> 短い課題
文書を読んで、次の問いに答えよ。
1. 昭和18年9月15日からの富士山画の個展は、どこの画廊で開かれたか。
2. 案内状に記された引っ越しは、どこからどこへのものか。
3. 上野動物園で餌に毒を混入したのは、何を予防するためだったか。

───── 文書

昭和18年(1943年)9月15日から5日間、同じく青樹社画廊において、富士山画の個展を開催しました。戦争の真っただ中での個展開催です。案内状には、それまで住んでいた諸久保から、御殿場駅の近く(四反田)に引っ越しをしたことも記されていました。

一方、個展開催と同じ月の昭和18年9月、 上野動物園では、空襲の際に逃亡して危害がおよぶ事を予防するため、象を含む25頭の猛獣と毒蛇の餌に毒を混入して殺害してしまったとのことです。

──────────
───── 提供データ

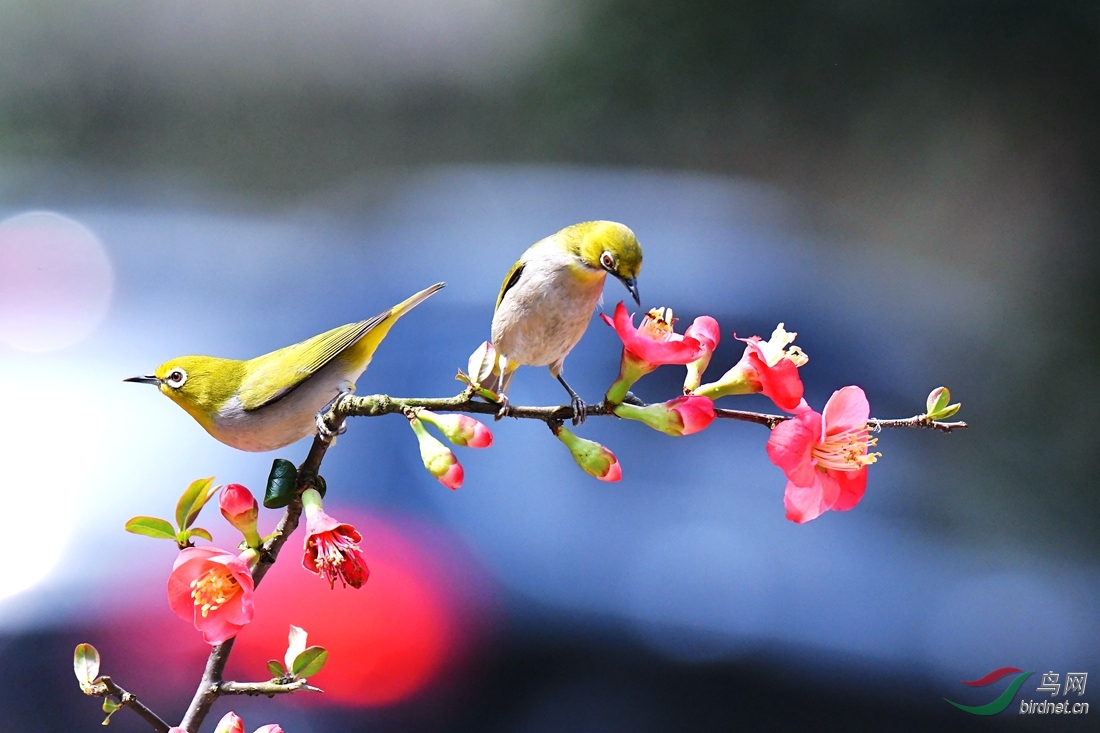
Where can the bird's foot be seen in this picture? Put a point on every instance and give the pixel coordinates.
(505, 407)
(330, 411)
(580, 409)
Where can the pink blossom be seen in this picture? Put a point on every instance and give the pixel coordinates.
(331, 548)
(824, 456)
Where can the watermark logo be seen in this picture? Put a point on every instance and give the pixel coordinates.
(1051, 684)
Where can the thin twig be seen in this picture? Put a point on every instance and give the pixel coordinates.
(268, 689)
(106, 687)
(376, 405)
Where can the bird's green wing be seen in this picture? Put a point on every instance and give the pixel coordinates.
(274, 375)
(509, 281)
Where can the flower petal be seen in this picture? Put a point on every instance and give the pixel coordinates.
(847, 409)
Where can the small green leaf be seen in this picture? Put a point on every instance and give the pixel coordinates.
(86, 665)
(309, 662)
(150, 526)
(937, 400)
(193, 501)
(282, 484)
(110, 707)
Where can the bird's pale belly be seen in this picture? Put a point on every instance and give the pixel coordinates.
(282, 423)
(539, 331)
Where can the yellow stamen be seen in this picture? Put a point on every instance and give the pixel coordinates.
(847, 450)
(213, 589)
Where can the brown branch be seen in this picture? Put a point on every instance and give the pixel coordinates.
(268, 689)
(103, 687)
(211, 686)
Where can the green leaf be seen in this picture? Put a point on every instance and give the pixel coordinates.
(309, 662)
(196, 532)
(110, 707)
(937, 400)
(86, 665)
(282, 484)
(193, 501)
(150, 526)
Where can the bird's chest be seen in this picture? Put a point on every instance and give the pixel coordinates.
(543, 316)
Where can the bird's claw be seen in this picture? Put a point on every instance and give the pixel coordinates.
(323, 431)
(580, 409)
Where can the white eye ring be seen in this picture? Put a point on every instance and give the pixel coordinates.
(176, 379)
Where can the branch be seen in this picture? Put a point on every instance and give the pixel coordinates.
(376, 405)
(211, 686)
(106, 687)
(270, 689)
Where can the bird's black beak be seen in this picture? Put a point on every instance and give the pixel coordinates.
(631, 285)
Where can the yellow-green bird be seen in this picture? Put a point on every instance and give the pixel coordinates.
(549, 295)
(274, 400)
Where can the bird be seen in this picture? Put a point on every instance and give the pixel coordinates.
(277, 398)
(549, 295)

──────────

> この問題の解答
1. 青樹社画廊
2. 諸久保から御殿場駅の近く(四反田)へ
3. 空襲の際に逃亡して危害がおよぶ事